Excerpt provided
Even by October 2020, it was clear that the Chinese-inspired lockdowns had done tremendous harm to the physical and psychological well-being of vast populations, especially children, the poor, and the working class. Closed schools consigned a generation of children worldwide to live shorter, less healthy lives. In July 2020, the Centers for Disease Control released an estimate that 1 in 4 young adults in the United States had seriously considered suicide during the previous month. The U.N. estimated that an additional 130 million people would be thrown into dire food insecurity—starvation—by the economic dislocation caused by the lockdowns. The primary beneficiaries of the lockdown—if there were in fact any beneficiaries of these drastic anti-social measures—were among a narrow class of well-off people who could work from home via Zoom without risk of losing their jobs.
Rather than opening a debate over this policy, instead:
It was at first quite perplexing to be the target of what turned out to be a well-organized, government-sponsored campaign of smears and suppression of scientific argument and evidence. I had taken no money for writing the declaration. Yet press outlets somehow turned Gupta, Kulldorf, and me into tools of a nefarious plot to destroy the world by spreading “disinformation” that would cause mass death. I started receiving death threats and racist hate mail.
About a year later, after historian Phil Magness made a FOIA request, I learned a part of the story of how the U.S. government-sponsored propaganda campaign against the GBD came into being. Four days after we wrote the GBD, Francis Collins, the geneticist and lab scientist who was then the head of the U.S. National Institutes of Health, wrote an email to Anthony Fauci, the immunologist and lab scientist who is the head of the National Institute of Allergy and Infectious Diseases. In the email, Collins called Martin, Sunetra, and me “fringe epidemiologists” and called for a devastating public takedown. The attacks on the three of us, aided by the cooperation of supposedly private social media platforms like Twitter, were launched shortly after Collins sent that email.

Task list
(1) In the excerpt on the lockdown debate, who made the FOIA request that revealed how the campaign began?
(2) Pick up the excerpt on the lockdown debate after its last sentence and carry it forward.
The data that comes next is from a separate source.

Input data
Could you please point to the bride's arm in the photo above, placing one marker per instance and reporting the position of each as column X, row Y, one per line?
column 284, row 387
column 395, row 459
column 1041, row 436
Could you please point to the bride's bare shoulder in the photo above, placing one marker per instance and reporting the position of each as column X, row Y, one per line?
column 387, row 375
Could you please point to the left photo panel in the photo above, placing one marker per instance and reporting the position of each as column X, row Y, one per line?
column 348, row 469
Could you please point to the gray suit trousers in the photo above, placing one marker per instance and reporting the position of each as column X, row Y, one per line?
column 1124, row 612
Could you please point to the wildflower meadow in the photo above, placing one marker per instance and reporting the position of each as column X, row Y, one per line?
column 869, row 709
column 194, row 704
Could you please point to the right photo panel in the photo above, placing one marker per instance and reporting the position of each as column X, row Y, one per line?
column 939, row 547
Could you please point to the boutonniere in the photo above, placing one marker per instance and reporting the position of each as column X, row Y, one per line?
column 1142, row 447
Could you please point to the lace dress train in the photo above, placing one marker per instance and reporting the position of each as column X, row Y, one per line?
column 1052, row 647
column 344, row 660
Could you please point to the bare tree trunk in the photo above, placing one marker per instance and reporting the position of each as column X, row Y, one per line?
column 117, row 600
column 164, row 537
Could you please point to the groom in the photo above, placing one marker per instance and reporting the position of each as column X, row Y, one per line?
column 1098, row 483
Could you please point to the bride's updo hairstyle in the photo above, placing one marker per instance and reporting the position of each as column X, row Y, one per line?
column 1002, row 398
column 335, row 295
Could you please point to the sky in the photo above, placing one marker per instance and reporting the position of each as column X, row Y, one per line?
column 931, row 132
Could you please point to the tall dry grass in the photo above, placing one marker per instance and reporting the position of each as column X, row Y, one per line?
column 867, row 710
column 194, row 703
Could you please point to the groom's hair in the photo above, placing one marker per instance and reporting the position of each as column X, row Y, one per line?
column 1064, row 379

Results
(1) Historian Phil Magness made the FOIA request.

(2)
What was the reaction of Stanford University when one of its prominent faculty members dared to dissent from the government-endorsed definition of “the science”?
The most egregious violation of academic freedom was an implicit decision by the university to deplatform me. Though I have given dozens of talks in seminars at Stanford over the past decades, in December 2020, my department chair blocked an attempt to organize a seminar where I would publicly present the ideas of the GBD. Stanford’s former president, John Hennessey, tried to set up a discussion between me and others on COVID policy, but he was unable to, owing to the absence of support from the university.
In August 2021, Melissa Bondy, the chair of epidemiology at Stanford, helped circulate a secret petition around the medical school asking the university president to censor me for accurate testimony that I had given to Florida Gov. Ron DeSantis at a publicly televised policy roundtable. I testified that no randomized trials yet demonstrate the efficacy of masks on children to contain COVID. Though the secret petition did not name me specifically, it quoted me and asked the university to suppress such speech by faculty members. This petition imposed unethical pressure on faculty members—especially junior faculty members worried about tenure votes—to sign on.
The undisguised aim of this petition was to expel dissenting Stanford faculty like me from public academic life, making a mockery of the idea of academic freedom at exactly the time when we needed it the most. Ironically, if Stanford had defended my right to speak, there would have been no need for such a petition, as there would have been no confusion about the fact that my opinions were my own and not that of my colleagues.